Data supplied start
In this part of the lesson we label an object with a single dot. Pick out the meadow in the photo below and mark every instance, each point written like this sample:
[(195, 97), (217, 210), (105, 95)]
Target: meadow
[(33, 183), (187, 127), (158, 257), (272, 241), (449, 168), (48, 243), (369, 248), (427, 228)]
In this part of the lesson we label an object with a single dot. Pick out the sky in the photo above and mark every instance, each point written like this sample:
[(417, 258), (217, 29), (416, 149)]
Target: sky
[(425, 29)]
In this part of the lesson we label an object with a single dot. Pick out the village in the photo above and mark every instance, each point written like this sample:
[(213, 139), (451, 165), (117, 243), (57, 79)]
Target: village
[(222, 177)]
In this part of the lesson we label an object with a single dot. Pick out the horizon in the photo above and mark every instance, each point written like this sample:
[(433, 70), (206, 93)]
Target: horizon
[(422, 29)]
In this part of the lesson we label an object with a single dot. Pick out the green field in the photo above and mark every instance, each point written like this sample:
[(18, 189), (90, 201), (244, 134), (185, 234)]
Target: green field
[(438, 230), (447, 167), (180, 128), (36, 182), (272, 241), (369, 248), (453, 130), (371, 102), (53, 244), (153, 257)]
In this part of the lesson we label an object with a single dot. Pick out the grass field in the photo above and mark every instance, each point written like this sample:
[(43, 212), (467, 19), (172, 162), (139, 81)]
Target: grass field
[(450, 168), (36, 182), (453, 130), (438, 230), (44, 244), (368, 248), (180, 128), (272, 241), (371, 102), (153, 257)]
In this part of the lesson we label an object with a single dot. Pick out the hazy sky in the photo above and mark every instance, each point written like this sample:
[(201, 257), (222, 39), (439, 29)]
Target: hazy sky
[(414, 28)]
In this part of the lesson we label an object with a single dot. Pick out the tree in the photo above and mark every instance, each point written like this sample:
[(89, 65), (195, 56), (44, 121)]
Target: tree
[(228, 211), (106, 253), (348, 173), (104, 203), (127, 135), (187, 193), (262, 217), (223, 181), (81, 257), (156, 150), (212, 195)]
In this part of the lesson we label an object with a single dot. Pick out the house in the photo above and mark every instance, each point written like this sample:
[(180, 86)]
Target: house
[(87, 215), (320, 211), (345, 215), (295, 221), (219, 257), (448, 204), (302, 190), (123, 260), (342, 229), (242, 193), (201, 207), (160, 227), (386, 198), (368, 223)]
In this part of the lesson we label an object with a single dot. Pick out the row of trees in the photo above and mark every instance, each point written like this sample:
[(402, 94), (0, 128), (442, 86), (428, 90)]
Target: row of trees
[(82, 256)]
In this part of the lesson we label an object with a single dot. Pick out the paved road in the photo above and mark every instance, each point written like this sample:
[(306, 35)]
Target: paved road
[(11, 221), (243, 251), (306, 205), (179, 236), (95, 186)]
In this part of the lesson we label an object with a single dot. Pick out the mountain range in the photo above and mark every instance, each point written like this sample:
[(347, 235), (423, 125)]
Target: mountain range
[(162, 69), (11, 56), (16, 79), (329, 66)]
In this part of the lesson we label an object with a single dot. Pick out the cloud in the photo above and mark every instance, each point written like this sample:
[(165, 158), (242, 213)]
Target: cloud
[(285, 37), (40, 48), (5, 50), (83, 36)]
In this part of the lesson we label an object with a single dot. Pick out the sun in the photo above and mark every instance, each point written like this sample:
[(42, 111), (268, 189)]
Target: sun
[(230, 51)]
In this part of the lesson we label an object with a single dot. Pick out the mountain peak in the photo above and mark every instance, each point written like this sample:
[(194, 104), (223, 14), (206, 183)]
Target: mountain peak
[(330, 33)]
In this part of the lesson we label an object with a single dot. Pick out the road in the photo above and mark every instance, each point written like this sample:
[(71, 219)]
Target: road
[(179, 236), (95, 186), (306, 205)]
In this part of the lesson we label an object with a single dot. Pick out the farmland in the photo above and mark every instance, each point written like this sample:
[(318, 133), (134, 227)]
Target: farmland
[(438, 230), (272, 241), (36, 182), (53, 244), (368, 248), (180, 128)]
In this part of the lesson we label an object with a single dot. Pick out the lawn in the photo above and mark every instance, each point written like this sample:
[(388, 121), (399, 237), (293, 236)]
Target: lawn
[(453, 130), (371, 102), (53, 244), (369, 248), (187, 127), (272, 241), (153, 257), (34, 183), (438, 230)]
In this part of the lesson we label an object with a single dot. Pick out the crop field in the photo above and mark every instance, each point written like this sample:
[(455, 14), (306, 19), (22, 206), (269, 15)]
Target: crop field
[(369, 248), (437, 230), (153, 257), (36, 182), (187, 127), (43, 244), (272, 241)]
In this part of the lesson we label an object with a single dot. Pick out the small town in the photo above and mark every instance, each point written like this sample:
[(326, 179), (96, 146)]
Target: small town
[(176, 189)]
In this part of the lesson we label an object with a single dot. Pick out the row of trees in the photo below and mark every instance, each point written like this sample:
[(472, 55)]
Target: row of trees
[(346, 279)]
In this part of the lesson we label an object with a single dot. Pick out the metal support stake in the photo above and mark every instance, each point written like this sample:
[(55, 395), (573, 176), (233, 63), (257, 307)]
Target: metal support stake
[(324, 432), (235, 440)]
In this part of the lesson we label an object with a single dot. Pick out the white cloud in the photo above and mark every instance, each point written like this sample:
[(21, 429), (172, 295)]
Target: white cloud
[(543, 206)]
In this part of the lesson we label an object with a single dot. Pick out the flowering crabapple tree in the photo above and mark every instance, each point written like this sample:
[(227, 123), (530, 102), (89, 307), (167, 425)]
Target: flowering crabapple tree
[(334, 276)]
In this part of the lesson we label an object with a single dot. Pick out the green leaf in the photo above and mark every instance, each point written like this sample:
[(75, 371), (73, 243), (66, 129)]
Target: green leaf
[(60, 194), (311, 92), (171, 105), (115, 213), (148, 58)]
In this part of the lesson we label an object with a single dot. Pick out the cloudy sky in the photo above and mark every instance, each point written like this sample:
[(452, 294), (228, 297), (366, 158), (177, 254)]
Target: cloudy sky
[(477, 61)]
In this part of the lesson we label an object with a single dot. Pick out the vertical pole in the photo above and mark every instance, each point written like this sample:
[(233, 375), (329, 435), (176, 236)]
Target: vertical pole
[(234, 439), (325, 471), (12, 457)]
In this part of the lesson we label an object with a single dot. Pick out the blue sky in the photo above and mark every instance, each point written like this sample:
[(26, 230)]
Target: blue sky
Data supplied end
- _Aim_
Can you reproduce all of the records above word for word, with no changes?

- _Reply to the task_
In this part of the lesson we label an object with a single dot. Pick out the meadow in the photo below and mark every instance, each point written like this sample:
[(195, 97), (217, 210), (105, 95)]
Target: meadow
[(33, 183), (187, 127), (158, 257), (272, 241), (449, 168), (48, 243), (369, 248), (427, 228)]
In this part of the lesson we label an object with a single dot. Pick out the sky in the photo above and mark every instance, each point written like this sample:
[(417, 258), (217, 29), (416, 149)]
Target: sky
[(425, 29)]
In this part of the lesson we label an object with a single dot. Pick out the village in the photo above and mark every instance, each point written like this sample:
[(213, 139), (451, 165), (117, 243), (57, 79)]
Target: village
[(222, 177)]
In this part of the lesson we label an object with a single dot. Pick out the horizon in the photo above and mark every instance, each point written like this sample:
[(433, 70), (206, 93)]
Target: horizon
[(422, 29)]
In this part of the lesson we label an object with a single dot. Pick out the green field in the photo above and mark every instance, each point written like this sample:
[(18, 189), (90, 201), (244, 134), (185, 234)]
Target: green field
[(438, 230), (447, 167), (180, 128), (36, 182), (272, 241), (369, 248), (453, 130), (371, 102), (53, 244), (153, 257)]
In this part of the lesson we label an object with a single dot. Pick out the grass field in the photo above and mark every instance, each point written like this sample:
[(43, 212), (467, 19), (172, 162), (139, 81)]
Target: grass field
[(450, 168), (36, 182), (453, 130), (438, 230), (44, 244), (368, 248), (180, 128), (272, 241), (371, 102), (153, 257)]
In this part of the lesson we label an object with a single dot. Pick out the hazy sky in the photo above and mark every instance, each point written like this sample:
[(201, 257), (222, 39), (439, 29)]
Target: hazy sky
[(414, 28)]
In this part of the lesson we label an object with a single dot. Pick out the tree in the photo above and mark every instance, each point written like this sample:
[(89, 65), (195, 56), (44, 121)]
Target: tree
[(228, 211), (106, 253), (348, 173), (104, 203), (127, 135), (187, 193), (262, 217), (223, 181), (81, 257), (156, 150), (212, 195)]
In this part of the lesson we label an object with a single dot. Pick out the house in the photo above and mark every instance, each point written like this sample:
[(180, 86)]
Target: house
[(87, 215), (320, 211), (345, 215), (295, 221), (219, 257), (448, 204), (302, 190), (123, 260), (342, 229), (242, 193), (201, 207), (160, 227), (386, 198), (368, 223)]
In this part of the lesson we label an object with a single dot. Pick out the row of trees in the photo above and mark every instance, each point written like this sample:
[(402, 94), (0, 128), (442, 86), (428, 90)]
Target: row of trees
[(82, 256)]
In this part of the lesson we label an object with a single dot. Pick out the paved road in the photo above and mark every instance, each point written like this sample:
[(306, 35)]
Target: paved road
[(11, 221), (243, 251), (306, 205), (179, 236), (95, 186)]
In this part of the lesson we label an object with a single dot. Pick out the mountain range in the photo above and mark every instance, each point written like this sample:
[(347, 235), (423, 125)]
Target: mountain range
[(162, 69), (11, 56), (16, 79), (329, 66)]
In this part of the lesson we label an object with a single dot. Pick out the cloud in the photo above and mark every instance, each point written like this sample:
[(165, 158), (242, 213)]
Target: cloud
[(285, 37), (40, 48), (5, 50), (83, 36)]
In this part of the lesson we label an object with a single dot. Pick out the sun in the photo above and mark every instance, each point written like this sample:
[(42, 111), (268, 189)]
Target: sun
[(230, 51)]
In this part of the lesson we label an object with a single dot. Pick out the mountain peak in the photo above and mark every instance, each point written like this sample:
[(194, 104), (223, 14), (206, 183)]
Target: mountain peak
[(330, 33)]
In this part of the lesson we label an object with a single dot. Pick out the road in the photo above and mark every instance, each point written like this sample:
[(71, 219)]
Target: road
[(179, 236), (95, 186), (306, 205)]
In this part of the lesson we label an object with a single dot. Pick out the farmland in the photo above and mark every instance, each point written like this sample:
[(318, 133), (134, 227)]
Target: farmland
[(438, 230), (272, 241), (36, 182), (53, 244), (368, 248), (180, 128)]
In this part of the lesson we label an object with a single dot. Pick out the lawn in the photo above and mark every instance, each point written like this sample:
[(388, 121), (399, 237), (293, 236)]
Target: lawn
[(453, 130), (371, 102), (53, 244), (369, 248), (187, 127), (272, 241), (153, 257), (34, 183), (438, 230)]
In this part of the lesson we label an object with a single dot. Pick out the crop field in the photo above and mark every instance, each point written like this sample:
[(455, 14), (306, 19), (22, 206), (269, 15)]
Target: crop field
[(369, 248), (437, 230), (153, 257), (36, 182), (187, 127), (43, 244), (272, 241)]
In this part of the lesson we label an object with a single dot. Pick out the small town in the photo above and mark every instance, each point written like this sample:
[(326, 179), (96, 146)]
Target: small town
[(176, 189)]
In this part of the lesson we label an object with a single dot. Pick out the row of trees in the photo below and mark every instance, each point written like this sample:
[(472, 55)]
Target: row of trees
[(346, 279)]
In this part of the lesson we label an object with a single dot. Pick out the metal support stake in the photo above and mark every instance, each point written like this sample:
[(55, 395), (573, 176), (233, 63), (257, 307)]
Target: metal support stake
[(324, 432), (235, 440)]
In this part of the lesson we label an object with a single dot. Pick out the white cloud in the photo above and mark every instance, each point written like this sample:
[(21, 429), (172, 295)]
Target: white cloud
[(543, 206)]
In this part of the lesson we label an object with a single dot. Pick out the flowering crabapple tree in the photo above and mark every instance, each point written like this sample:
[(227, 123), (530, 102), (89, 307), (167, 425)]
Target: flowering crabapple tree
[(334, 276)]
In this part of the lesson we label an object with a single dot. Pick out the green leaf in the photo above and mark every instance, each point written like this sample:
[(75, 371), (73, 243), (66, 129)]
Target: green leaf
[(60, 194), (311, 92), (171, 105), (115, 213), (148, 58)]
In this part of the lesson we label an object with a single dot. Pick out the cloudy sky in the photo above and mark every instance, each point written like this sample:
[(452, 294), (228, 297), (366, 158), (177, 254)]
Target: cloudy sky
[(477, 61)]
In this part of the lesson we label an object with a single dot. Pick out the vertical pole in the photo above and mark every instance, each point written like this sample:
[(233, 375), (329, 435), (176, 236)]
Target: vertical pole
[(234, 439), (325, 471), (12, 457)]
In this part of the lesson we label an object with a single dot. Pick out the blue sky in the photo above and mark every instance, each point written like this sample:
[(26, 230)]
Target: blue sky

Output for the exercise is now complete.